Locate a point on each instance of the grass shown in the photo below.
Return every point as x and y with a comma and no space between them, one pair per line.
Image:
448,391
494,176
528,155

*Work instructions*
Make an exact copy of the listing, including every line.

*Result of the task*
Locate a point on each instance of the grass shown in the photo below.
Return every point as x and y with a comma and no space between them, one pair per line.
Image:
448,391
494,176
528,155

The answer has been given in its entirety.